## Problem description
The answer must be every line of the data that holds the word "Target".

## Extracted records
* * *
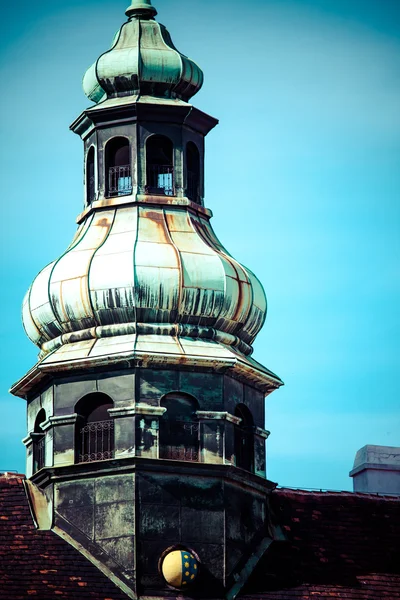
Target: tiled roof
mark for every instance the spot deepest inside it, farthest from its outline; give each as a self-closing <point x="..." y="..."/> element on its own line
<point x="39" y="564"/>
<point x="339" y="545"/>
* * *
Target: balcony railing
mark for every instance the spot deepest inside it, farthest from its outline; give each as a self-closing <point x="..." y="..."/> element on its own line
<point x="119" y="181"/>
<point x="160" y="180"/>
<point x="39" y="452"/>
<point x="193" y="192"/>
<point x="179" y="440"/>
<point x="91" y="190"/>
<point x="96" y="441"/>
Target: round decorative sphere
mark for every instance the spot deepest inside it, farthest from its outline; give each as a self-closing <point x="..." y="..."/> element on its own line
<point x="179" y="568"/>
* * *
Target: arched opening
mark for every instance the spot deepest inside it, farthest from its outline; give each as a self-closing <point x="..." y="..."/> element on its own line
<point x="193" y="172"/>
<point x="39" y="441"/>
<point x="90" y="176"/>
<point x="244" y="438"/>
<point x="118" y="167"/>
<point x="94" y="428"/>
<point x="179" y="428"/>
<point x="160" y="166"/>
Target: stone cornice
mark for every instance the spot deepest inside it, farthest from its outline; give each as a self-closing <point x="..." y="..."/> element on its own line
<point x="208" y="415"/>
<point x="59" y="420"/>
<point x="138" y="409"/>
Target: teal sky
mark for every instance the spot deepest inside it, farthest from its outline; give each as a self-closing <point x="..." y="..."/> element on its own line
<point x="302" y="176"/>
* * *
## Solution
Target: tiled roof
Target: balcony railing
Target: round decorative sphere
Target: arched opening
Target: stone cornice
Target: teal sky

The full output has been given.